| Extrait fourni |
######
Le tableau est bourré d’un grand nombre de détails, petits et grands, qui poussent celui qui le regarde à entendre même le bruit du brouhaha de la soirée … « En réalité, j’aime beaucoup l’art libre. Quand quelque chose croise mon imagination, je n’arrive pas à dormir la nuit. Je jure que je n’arrive pas à dormir avant de planifier comment je vais la représenter : la couleur du tissu que je vais choisir, quelle grandeur aura mon tableau. Mais aussi les éléments qui y seront présents. Je dessine tout le tableau dans ma mémoire. Une fois ce processus terminé, je tourne la tête et je commence mon sommeil ».
Face à un tableau unique dans la singularité de l’événement qu’il présente, l’administration de l’Association de la Haute-Egypte, qui est le répondant moral et financier du Centre d’Akhmim, avait décidé de le garder dans la collection historique qu’elle conserve précieusement depuis la fin des années 1960. Ce tableau est actuellement exposé au musée artistique monté par l’Association et destiné à présenter l’évolution de cet art tout au long des 60 ans de son existence.
La représentation de scènes réelles n’est pas l’unique intérêt de notre artiste brodeuse. Depuis son jeune âge, elle se lance vers l’irréel : « Je viens de finir ce tableau sur lequel j’ai mis un arbre autre que le sycomore de notre centre. Je vois cet arbre tous les jours devant ma maison. Il va sans dire qu’il n’existe aucun arbre dans notre région qui porte des feuilles de cette couleur. J’ai changé les couleurs originales avec d’autres couleurs de ma pure imagination. Il est beau, n’est-ce pas ? ».
Férial posait la question tout en étant sûre, absolument, que son tableau était beau, même très beau. « Il faut un peu de fantaisie. Mais il faut aussi produire un travail minutieux et très raffiné pour plaire ». Elle reprend la parole : « Au cours des premières années de notre fréquentation de ce centre, nous avons appris à rêver, à être patientes et à aimer le travail et l’art que nous produisons. Aujourd’hui, la majorité de mes collègues ont dépassé la soixantaine. On n’est plus énergiques comme avant, et avec le temps et les années passées, nous avons perdu une partie de notre patience et de notre capacité visuelle aussi. Aujourd’hui, je porte des lunettes et j’ai des palpitations quand je monte les escaliers. Mais après tout, le cycle de la vie continuera ».
######
| À faire |
**a.** Renvoyez, sans y rien changer, le passage de l'extrait sur la brodeuse d'Akhmim qui commence par « Face à un tableau » et se termine par « de son existence. ».
**b.** Poursuivez le texte sur la brodeuse d'Akhmim à partir de sa dernière phrase.
Les lignes ci-après forment un matériau indépendant de l'extrait sur la brodeuse d'Akhmim.

Données de pointage d'expressions référentielles:
######
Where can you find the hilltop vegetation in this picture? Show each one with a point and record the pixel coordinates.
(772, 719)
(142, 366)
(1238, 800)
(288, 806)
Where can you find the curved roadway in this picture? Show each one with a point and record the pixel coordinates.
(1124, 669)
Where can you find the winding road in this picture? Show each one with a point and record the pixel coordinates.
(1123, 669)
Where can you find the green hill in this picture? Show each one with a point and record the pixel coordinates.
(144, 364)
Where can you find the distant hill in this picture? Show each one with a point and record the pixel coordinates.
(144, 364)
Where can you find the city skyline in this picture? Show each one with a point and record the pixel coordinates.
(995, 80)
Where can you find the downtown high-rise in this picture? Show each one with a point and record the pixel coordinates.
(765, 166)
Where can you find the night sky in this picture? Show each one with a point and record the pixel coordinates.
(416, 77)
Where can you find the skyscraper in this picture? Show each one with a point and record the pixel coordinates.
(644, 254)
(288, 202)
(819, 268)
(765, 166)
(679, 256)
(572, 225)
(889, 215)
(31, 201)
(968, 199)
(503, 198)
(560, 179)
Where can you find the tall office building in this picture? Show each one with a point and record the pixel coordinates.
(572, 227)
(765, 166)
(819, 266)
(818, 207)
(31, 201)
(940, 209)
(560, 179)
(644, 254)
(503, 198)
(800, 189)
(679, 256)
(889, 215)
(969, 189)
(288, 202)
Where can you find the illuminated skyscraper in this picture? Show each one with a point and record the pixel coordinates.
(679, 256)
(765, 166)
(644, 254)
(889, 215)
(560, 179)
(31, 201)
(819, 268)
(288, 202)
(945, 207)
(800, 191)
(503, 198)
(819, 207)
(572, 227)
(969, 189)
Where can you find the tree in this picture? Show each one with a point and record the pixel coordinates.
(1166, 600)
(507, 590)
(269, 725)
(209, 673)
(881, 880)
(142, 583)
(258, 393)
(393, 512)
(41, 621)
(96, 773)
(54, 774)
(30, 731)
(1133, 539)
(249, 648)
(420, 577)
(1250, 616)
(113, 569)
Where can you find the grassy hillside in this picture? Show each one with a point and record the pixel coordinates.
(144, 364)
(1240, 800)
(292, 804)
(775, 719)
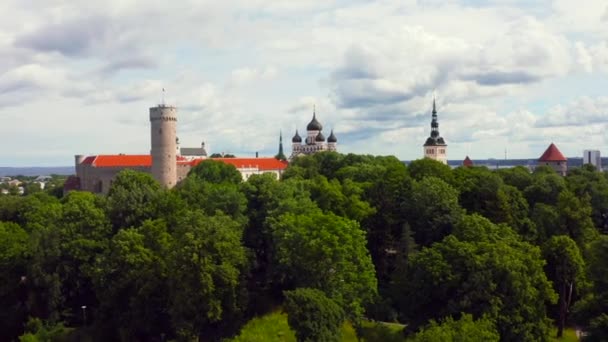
######
| Réponses |
**a.**
Face à un tableau unique dans la singularité de l’événement qu’il présente, l’administration de l’Association de la Haute-Egypte, qui est le répondant moral et financier du Centre d’Akhmim, avait décidé de le garder dans la collection historique qu’elle conserve précieusement depuis la fin des années 1960. Ce tableau est actuellement exposé au musée artistique monté par l’Association et destiné à présenter l’évolution de cet art tout au long des 60 ans de son existence.

**b.**
Le fil ne se coupe pas, mais au contraire, il s’allonge. Les filles de Férial, Nagwa et Naglaa, début de la quarantaine, possèdent des diplômes universitaires, mais sont sans travail. Outre les tâches de maîtresses de maison, elles ont réussi à se dénicher quelques heures de libre pour tenter de dessiner avec du fil, comme fait leur mère depuis plus de 50 ans. Pour les connaisseurs de l’art d’Akhmim, les filles possèdent le don artistique nécessaire, mais aussi beaucoup d’imagination et, en plus, leurs tableaux se vendent facilement.
Apparemment, la tradition se forge pour devenir éternelle dans ce minuscule paradis de la Haute-Egypte, rendant correcte la citation du poète et écrivain irlandais James Joyce : « Ce qui importe par-dessus tout dans une oeuvre d’art, c’est la profondeur vitale de laquelle elle a pu jaillir ».
Jalons :
1960 : Naissance à Akhmim, gouvernorat de Sohag, à 450 km au sud du Caire.
1973 : Entrée comme apprentie tisserande au Centre communautaire d’Akhmim, l’un des dizaines de centres de l’Association de la Haute-Egypte.
1976 : Transférée, à sa demande, au groupe des brodeuses.
2009 : Production de son tableau Le Sycomore, vendu et exposé dans une résidence canadienne.
2016 : Production de son tableau La Vendeuse de fromage, vendu et exposé dans une résidence canadienne.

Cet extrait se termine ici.